Segment Open

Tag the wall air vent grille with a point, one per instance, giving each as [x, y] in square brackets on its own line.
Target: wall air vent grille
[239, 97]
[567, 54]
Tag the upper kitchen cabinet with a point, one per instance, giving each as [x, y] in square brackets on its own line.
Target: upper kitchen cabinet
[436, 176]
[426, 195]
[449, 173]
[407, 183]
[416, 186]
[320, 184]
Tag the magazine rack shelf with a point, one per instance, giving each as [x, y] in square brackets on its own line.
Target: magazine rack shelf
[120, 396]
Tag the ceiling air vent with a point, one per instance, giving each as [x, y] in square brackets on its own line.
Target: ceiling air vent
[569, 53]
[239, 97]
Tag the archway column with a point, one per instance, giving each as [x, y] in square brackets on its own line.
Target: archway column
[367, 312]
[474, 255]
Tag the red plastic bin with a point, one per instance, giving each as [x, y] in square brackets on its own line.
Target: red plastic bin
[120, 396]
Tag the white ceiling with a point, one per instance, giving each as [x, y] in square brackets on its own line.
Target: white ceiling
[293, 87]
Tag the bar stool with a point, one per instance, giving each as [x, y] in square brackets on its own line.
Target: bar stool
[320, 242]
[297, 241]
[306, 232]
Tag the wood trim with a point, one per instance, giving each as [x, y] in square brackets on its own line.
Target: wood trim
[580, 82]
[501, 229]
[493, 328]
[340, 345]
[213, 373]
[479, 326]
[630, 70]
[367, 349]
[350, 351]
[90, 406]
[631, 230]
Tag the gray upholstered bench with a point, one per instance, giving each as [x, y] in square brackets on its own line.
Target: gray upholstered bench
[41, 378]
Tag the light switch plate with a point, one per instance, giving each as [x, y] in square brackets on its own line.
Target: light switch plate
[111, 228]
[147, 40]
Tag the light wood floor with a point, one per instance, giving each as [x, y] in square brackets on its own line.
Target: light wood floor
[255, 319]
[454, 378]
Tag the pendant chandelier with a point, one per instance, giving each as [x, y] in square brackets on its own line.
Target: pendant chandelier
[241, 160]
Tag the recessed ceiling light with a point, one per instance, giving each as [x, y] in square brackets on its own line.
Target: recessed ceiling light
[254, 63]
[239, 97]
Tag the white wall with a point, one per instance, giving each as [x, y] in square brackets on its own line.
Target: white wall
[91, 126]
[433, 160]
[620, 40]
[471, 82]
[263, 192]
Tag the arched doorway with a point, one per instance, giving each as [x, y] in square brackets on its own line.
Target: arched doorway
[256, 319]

Segment Closed

* _What the task asks_: Every line of the listing needs to be written out exactly.

* _Result_:
Tag the wall air vent grille with a point, one per instance, giving each as [x, y] in square brackets on its own line.
Target: wall air vent grille
[239, 97]
[567, 54]
Tag the upper kitchen cabinet with a point, one per instance, giving each as [x, y] in square brackets on its own line.
Target: upper kitchen cabinet
[436, 176]
[426, 195]
[449, 173]
[407, 183]
[416, 186]
[320, 184]
Tag the magazine rack shelf with a point, one per instance, giving each as [x, y] in square brackets on its own line.
Target: magazine rack shelf
[120, 396]
Tag the ceiling air vent with a point, one per instance, giving each as [x, y] in square brackets on its own line.
Target: ceiling air vent
[569, 53]
[239, 97]
Tag the archway column with a point, one per instance, giving each as [x, y] in square brackets on its own line.
Target: archway column
[367, 312]
[474, 255]
Tag the red plastic bin with a point, one per instance, giving each as [x, y] in square brackets on its own line.
Target: red plastic bin
[120, 396]
Tag the white ceiling with a point, one per instance, giving each as [x, y] in square brackets on its own line.
Target: white ceiling
[293, 87]
Tag the bar stool with a point, one per instance, giving each as [x, y] in square brackets on its own line.
Target: bar stool
[320, 242]
[297, 241]
[306, 232]
Tag the wood trim with a point, one per instance, giving each as [x, y] in square brackets on its own line.
Target: wood trim
[580, 82]
[501, 229]
[493, 328]
[340, 345]
[213, 373]
[479, 326]
[630, 70]
[367, 349]
[350, 351]
[90, 406]
[631, 230]
Tag the gray upholstered bench with a point, one per instance, giving each as [x, y] in square brackets on its own line.
Target: gray upholstered bench
[41, 378]
Tag the light switch plate with a point, one per instance, giving each as [x, y] in square brackets on its own line.
Target: light switch plate
[111, 228]
[147, 40]
Tag the light wood floor with a point, one per instance, giving each as [x, y] in square brackets on its own line.
Target: light wood floor
[255, 319]
[454, 378]
Tag the pendant chandelier with a point, one per instance, giving each as [x, y] in square brackets on its own line.
Target: pendant chandelier
[241, 160]
Tag the recessed ceiling light with a point, one per instance, giving each as [x, y] in square brackets on its own line.
Target: recessed ceiling light
[254, 63]
[239, 97]
Tag the white wall with a point, one per instance, giving each as [x, y] in square brackets on its own line.
Target: white wall
[91, 126]
[433, 160]
[620, 40]
[471, 82]
[263, 192]
Tag the arched doorway with a point, one per instance, giving each as [x, y] in square brackets on its own line.
Target: arched doorway
[256, 319]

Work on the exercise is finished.